Deflating beach balls and drug delivery

Generically, these microscopic objects share their morphology and several other properties with macroscopic thin, spherical shells. Coupier and his team chose to use macroscopic shells as a model because measuring the volumes of and stresses on microscopic shells is extremely challenging from a technical standpoint. Furthermore, macroscopic shells are commercially and quite affordably available. The researchers set up a model system using hollow balls of different sizes and skin thicknesses, ranging from beach balls to squash balls. They were both filled with and submerged in water, and their morphology was observed and pressures measured as some of the water inside was removed.

The apparatus was both simple — it was designed with the help of undergraduate students — and in some ways rather challenging. A manometer used to measure the pressure of 1 atmosphere (the amount of pressure it takes to cause a squash ball to buckle) required a 10-metre-high tube that could only be set up in the lab staircase. The researchers found that the same generic description of buckling that had been predicted theoretically held true in all the varied ‘real-life’ cases tested beyond the range initially expected.

Coupier has found that deflating and inflating microscopic shells can induce directed motion, which could, for example, be used to help target drug delivery to a tumour. He hopes that this new understanding of the mechanics of deflation might allow this motion to be better controlled.

········

In the text about deflating beach balls, where was the 10-meter-high manometer tube set up?

**Exercise data**:
········

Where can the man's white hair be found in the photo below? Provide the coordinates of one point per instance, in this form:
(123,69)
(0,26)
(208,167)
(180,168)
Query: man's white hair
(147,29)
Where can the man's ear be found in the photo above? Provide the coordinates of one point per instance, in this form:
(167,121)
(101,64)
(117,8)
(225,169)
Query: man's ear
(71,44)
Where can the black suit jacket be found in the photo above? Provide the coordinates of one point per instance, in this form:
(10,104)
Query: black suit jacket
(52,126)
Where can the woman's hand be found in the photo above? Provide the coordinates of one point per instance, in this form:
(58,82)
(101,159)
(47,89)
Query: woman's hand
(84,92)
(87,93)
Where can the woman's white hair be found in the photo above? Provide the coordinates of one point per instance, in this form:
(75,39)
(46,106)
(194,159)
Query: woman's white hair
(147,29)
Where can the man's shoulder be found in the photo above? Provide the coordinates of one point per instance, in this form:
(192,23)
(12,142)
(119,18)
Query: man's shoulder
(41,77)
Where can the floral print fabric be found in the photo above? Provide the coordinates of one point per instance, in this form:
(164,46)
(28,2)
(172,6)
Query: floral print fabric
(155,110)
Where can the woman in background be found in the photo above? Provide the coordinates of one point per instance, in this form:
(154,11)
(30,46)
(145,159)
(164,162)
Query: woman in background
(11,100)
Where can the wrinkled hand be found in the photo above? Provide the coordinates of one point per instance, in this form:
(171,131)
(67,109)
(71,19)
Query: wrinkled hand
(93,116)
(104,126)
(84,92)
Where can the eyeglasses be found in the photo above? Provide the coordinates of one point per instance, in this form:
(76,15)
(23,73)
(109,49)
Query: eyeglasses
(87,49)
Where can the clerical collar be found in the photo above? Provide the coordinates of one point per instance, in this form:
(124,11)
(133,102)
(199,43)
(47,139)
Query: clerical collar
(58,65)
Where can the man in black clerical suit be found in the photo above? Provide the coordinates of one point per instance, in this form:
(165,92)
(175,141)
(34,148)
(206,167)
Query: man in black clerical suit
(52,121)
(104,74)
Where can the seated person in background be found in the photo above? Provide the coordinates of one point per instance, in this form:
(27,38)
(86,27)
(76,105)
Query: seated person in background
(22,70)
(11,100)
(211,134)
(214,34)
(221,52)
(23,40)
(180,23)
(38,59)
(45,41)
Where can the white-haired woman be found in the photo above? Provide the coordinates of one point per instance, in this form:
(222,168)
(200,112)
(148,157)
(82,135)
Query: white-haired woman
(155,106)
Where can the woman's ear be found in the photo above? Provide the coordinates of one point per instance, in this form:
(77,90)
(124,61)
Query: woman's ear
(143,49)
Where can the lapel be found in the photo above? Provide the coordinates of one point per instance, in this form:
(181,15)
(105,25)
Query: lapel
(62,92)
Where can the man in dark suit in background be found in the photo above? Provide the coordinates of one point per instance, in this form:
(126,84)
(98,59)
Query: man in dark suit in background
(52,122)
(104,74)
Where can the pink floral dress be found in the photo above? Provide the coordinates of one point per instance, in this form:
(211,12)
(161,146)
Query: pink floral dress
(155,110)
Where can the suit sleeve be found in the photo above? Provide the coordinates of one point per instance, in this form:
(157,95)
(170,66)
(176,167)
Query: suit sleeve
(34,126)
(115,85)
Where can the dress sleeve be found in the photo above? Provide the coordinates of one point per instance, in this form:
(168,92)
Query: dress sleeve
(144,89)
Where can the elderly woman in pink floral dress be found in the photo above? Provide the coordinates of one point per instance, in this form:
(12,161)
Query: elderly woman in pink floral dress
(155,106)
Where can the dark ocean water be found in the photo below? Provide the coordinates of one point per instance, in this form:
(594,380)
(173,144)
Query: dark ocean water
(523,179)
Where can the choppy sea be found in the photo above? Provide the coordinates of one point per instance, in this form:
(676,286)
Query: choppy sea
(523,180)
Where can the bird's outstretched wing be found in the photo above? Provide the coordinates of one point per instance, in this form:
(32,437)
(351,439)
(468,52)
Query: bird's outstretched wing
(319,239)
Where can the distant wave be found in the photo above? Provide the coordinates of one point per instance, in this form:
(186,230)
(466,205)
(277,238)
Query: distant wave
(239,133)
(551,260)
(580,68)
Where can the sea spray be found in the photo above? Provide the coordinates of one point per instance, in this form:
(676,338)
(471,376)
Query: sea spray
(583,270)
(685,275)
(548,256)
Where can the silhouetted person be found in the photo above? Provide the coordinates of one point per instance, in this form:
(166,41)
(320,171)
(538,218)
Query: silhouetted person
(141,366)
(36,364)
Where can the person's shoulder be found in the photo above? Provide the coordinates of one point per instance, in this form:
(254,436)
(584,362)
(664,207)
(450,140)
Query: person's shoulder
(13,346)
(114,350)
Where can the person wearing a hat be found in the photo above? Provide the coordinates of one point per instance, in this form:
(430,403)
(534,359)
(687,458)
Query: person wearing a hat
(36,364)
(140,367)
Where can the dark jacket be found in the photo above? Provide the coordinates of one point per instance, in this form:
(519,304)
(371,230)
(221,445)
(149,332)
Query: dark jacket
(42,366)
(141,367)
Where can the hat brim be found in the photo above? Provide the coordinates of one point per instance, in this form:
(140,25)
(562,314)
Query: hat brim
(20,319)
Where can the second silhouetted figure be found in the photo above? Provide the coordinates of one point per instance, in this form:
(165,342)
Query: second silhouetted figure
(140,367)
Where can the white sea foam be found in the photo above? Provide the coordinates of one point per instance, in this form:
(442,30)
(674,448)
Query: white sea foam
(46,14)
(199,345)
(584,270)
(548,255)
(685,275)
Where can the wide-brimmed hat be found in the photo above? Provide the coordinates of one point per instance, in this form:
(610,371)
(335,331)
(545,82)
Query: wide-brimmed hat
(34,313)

········

**Response**: It was set up in the lab staircase.